Directive
In this exercise, reproduce all the entries that follow exactly.

Supplied records
▼

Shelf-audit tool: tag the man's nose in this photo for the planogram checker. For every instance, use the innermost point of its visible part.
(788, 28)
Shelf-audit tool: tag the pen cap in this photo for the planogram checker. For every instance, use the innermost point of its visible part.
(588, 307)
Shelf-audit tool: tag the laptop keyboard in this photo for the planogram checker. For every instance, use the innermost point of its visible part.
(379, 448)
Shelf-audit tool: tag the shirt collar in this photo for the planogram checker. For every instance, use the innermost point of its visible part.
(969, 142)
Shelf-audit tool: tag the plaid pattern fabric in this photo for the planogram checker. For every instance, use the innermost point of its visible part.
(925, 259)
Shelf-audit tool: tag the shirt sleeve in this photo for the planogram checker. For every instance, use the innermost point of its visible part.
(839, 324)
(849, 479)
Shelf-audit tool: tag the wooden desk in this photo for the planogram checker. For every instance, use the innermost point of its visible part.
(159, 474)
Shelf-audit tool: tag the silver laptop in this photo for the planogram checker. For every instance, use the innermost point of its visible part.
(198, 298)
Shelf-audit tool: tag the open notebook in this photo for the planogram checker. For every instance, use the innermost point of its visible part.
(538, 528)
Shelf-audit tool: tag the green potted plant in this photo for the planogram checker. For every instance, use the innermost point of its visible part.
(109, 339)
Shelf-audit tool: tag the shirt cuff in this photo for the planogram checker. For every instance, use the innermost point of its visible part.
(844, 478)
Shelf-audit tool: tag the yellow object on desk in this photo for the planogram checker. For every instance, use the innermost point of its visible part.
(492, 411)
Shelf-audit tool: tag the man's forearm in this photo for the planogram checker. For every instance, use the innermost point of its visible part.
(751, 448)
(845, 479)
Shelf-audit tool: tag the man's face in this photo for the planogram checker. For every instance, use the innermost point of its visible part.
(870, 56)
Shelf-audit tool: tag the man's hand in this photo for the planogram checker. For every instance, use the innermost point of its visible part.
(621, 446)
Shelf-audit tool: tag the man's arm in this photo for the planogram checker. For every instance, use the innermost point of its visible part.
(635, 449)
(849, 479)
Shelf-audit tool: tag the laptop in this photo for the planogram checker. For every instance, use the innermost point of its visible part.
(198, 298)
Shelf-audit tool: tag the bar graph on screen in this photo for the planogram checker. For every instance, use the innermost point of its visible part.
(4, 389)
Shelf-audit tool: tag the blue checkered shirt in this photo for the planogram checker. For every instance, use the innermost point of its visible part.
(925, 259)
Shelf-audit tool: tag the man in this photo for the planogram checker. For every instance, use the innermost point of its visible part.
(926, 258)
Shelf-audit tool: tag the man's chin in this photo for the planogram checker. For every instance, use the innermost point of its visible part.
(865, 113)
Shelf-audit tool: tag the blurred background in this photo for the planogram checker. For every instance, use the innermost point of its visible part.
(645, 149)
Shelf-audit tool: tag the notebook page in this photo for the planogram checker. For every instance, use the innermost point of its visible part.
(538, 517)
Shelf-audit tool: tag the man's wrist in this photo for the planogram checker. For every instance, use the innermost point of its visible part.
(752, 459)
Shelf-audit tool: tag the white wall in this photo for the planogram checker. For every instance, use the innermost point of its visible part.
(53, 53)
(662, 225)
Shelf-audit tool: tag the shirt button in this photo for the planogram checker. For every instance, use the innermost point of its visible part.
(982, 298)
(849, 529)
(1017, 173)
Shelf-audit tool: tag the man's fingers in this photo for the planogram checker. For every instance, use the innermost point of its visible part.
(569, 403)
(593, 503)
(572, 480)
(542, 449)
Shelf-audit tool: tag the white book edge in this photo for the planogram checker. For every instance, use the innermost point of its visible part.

▲

Task result
Shelf-audit tool: tag the man's nose in this photo for the planogram checker. For every instance, use the innermost point of its visible part.
(788, 28)
Shelf-audit tool: tag the pen cap in this photo for the planogram checker. For every instance, use the innermost point of its visible part.
(588, 307)
Shelf-audit tool: tag the laptop keyboard in this photo for the planogram checker. For every instance, use the innermost point of its visible part.
(379, 448)
Shelf-audit tool: tag the shirt collar in this photo for the planogram checker. For every instance, use the innermost point of its visible part.
(969, 142)
Shelf-audit tool: tag the plaid pattern fabric in this photo for the planogram checker. For every instance, use the innermost point of its visible part.
(925, 259)
Shelf-audit tool: tag the shirt sleeve in this photo for the planogram checker. For every instance, use the innermost point of its visible part.
(839, 324)
(849, 479)
Shelf-audit tool: tag the wooden desk in this photo for the planogram checker. For every instance, use the innermost point of its visible part.
(159, 474)
Shelf-audit tool: tag the silver laptop in this photo for the planogram checker. For every instance, use the innermost point of its visible part.
(198, 298)
Shelf-audit tool: tag the open notebook in this photo for the planogram checker. For every instance, use the innermost point of its visible part.
(538, 528)
Shelf-audit tool: tag the green potted plant in this photo for the planogram checker. For every instance, use the innermost point of its visible part.
(109, 339)
Shelf-audit tool: tag the shirt cuff in this photo for the planogram checker. For every instance, use the innermost point of its visible part.
(844, 478)
Shelf-audit tool: tag the yellow object on desk in this photo for the planogram checker. For every instance, use the innermost point of its visible part.
(492, 411)
Shelf-audit tool: tag the man's forearm in this photo for the planogram checker. For every instance, use the innermost point of its visible part.
(751, 448)
(845, 479)
Shelf-audit tool: tag the man's face in this photo for the planogram checker. For every instance, use the innermost point of its visible part.
(870, 56)
Shelf-audit tool: tag the man's hand in this photo for the planogram checker. For every instance, use the innermost point of its visible part.
(621, 446)
Shelf-audit tool: tag the man's arm in this photo for the planogram checker. For every instance, use the innermost point of its visible part.
(635, 449)
(849, 479)
Shelf-audit tool: tag the laptop in this photo for the planogram checker. For every instance, use the innermost point of its visible part.
(198, 298)
Shelf-audit tool: tag the bar graph on screen in this photo for the planogram checker. For every instance, use the innermost point of its visible part.
(4, 389)
Shelf-audit tool: tag the blue checkered shirt in this photo for the planogram checker. For every instance, use the innermost point of its visible part.
(925, 259)
Shelf-audit tool: tag the man in this photo for the planogram checker. For every instance, use the innermost point of its visible part.
(926, 258)
Shelf-audit tool: tag the man's chin in this photo for the planogram checker. For every instance, use the innermost point of its visible part.
(865, 113)
Shelf-audit tool: tag the blurred background in this photo for the planogram checker. For every instance, use the innermost point of its visible part.
(645, 149)
Shelf-audit tool: tag the notebook page in this photo for the planogram checker. For every instance, use the innermost point of its visible part.
(538, 517)
Shelf-audit tool: tag the man's wrist in this photo for the planogram checker. For every instance, use the innermost point of its visible part.
(752, 459)
Shelf-audit tool: tag the white wall in this photo for the planogram checker. For every instance, use the innermost point of its visible part.
(53, 53)
(662, 225)
Shelf-audit tool: tag the shirt button in this photo for the planogram checker. For every instance, use the innermost point of its visible part.
(982, 298)
(849, 529)
(1017, 173)
Shelf-audit tool: tag the man's fingers in this photo for the planogram checker. For every instance, use the innermost point of its visible part.
(569, 403)
(593, 503)
(572, 480)
(542, 449)
Shelf-audit tool: tag the white book edge in this photo for the planogram checker. For every instance, use the innermost point of its visible part.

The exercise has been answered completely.